[begin Record set]

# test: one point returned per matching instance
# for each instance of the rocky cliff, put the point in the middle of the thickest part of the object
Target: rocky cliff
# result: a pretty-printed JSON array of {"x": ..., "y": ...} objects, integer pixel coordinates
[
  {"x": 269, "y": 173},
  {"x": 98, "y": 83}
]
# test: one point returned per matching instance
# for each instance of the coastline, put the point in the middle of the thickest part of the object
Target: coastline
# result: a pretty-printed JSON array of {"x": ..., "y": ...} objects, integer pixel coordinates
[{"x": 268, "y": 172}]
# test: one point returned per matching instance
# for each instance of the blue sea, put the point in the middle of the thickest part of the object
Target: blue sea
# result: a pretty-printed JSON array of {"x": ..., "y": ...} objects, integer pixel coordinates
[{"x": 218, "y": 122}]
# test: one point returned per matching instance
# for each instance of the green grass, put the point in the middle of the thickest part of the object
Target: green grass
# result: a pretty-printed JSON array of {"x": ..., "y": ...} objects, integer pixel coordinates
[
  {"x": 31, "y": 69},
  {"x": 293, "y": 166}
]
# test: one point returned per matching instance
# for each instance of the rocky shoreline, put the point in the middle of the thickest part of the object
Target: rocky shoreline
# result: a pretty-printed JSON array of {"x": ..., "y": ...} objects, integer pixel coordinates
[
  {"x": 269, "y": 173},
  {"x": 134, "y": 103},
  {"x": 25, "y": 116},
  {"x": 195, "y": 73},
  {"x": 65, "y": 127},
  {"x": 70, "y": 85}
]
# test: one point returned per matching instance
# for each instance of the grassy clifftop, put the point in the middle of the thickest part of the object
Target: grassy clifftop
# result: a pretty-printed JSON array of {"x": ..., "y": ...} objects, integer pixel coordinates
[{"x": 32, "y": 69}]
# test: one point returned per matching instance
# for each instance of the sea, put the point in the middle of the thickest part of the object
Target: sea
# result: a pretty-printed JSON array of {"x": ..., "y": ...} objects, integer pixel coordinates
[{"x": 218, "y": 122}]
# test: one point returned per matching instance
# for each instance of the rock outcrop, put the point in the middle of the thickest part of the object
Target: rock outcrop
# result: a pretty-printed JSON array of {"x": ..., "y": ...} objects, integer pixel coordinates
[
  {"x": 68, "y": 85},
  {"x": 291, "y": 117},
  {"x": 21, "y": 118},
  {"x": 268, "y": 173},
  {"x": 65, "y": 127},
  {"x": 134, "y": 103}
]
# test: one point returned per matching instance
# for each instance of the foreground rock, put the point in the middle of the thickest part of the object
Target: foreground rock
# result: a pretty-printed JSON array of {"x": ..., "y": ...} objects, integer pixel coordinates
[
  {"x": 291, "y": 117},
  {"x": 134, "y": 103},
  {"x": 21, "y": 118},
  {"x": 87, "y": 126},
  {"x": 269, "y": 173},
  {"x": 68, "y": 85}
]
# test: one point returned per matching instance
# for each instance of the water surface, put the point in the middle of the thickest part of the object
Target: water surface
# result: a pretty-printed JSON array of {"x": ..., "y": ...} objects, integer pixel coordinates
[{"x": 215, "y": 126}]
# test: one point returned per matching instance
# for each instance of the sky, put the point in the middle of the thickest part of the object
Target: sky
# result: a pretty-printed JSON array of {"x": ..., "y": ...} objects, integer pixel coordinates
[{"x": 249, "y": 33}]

[end Record set]

▶ [Exercise]
Write the entries again, exactly as they stand.

▶ [Exercise solution]
# test: one point returned per matching instance
# for each instance of the rocky cliff, put the point in the middle of the thickest part of the object
Target: rocky cliff
# result: a pretty-printed JSON array of {"x": ..., "y": ...} objects, integer pixel coordinates
[
  {"x": 269, "y": 173},
  {"x": 98, "y": 83}
]
# test: one point returned per matching instance
# for each instance of the coastline, put the point in the middle of the thickest part of the object
Target: coastline
# result: a pretty-printed JSON array of {"x": ..., "y": ...} objects, integer pixel coordinates
[{"x": 268, "y": 172}]
# test: one point returned per matching instance
# for each instance of the blue sea, put the point in the middle of the thickest part of the object
Target: blue sea
# result: a pretty-printed JSON array of {"x": ..., "y": ...} objects, integer pixel coordinates
[{"x": 218, "y": 122}]
# test: one point returned per matching instance
# for each instance of the green grass, put the point in the middle of the thickest part of the object
Target: green grass
# result: a pretty-printed JSON array of {"x": ..., "y": ...} objects, integer pixel coordinates
[
  {"x": 31, "y": 69},
  {"x": 293, "y": 166}
]
# test: one point returned per matching instance
# for each instance of the rocky shoreline, put the point in the middle of the thickest part of the object
Target: rocky shoreline
# result: a pretty-printed JSON array of {"x": ..., "y": ...} objects, integer pixel coordinates
[
  {"x": 269, "y": 173},
  {"x": 134, "y": 103},
  {"x": 25, "y": 116},
  {"x": 195, "y": 73},
  {"x": 65, "y": 127},
  {"x": 70, "y": 85}
]
# test: one point returned per matching instance
# for each instance of the grassy clifftop, put the point in the middle of the thickest part of the object
Target: grassy clifftop
# result: a pretty-printed JSON array of {"x": ..., "y": ...} objects, integer pixel coordinates
[{"x": 32, "y": 69}]
# test: one point returned per matching instance
# for each instance of the sea, put the point in the middle of the thickest part of the object
Target: sea
# result: a pretty-printed JSON array of {"x": ..., "y": ...} objects, integer pixel coordinates
[{"x": 218, "y": 122}]
# test: one point returned per matching instance
# for each instance of the rock outcrop, put the point in the middle of the thickest part of the object
Target: rock outcrop
# result: a pretty-printed JSON array of {"x": ..., "y": ...} objects, integer pixel coordinates
[
  {"x": 68, "y": 85},
  {"x": 291, "y": 117},
  {"x": 21, "y": 118},
  {"x": 268, "y": 173},
  {"x": 65, "y": 127},
  {"x": 134, "y": 103}
]
# test: one point returned per matching instance
# for each instance of the foreground rock, put the point in the middle of the thickest part of the object
Target: foreground rock
# result: a pretty-printed JSON array of {"x": ..., "y": ...} objects, integer pixel coordinates
[
  {"x": 291, "y": 117},
  {"x": 134, "y": 103},
  {"x": 21, "y": 118},
  {"x": 87, "y": 126},
  {"x": 269, "y": 173},
  {"x": 68, "y": 85}
]
# test: one point returned per matching instance
# for each instance of the water surface, put the point in the middle of the thickest part of the object
Target: water surface
# result: a pretty-printed JSON array of {"x": ..., "y": ...} objects, integer pixel coordinates
[{"x": 215, "y": 126}]
# test: one point returned per matching instance
# for each instance of the sky, put the point in the middle of the thickest part of the object
Target: sky
# result: a pretty-printed JSON array of {"x": ..., "y": ...} objects, integer pixel coordinates
[{"x": 249, "y": 33}]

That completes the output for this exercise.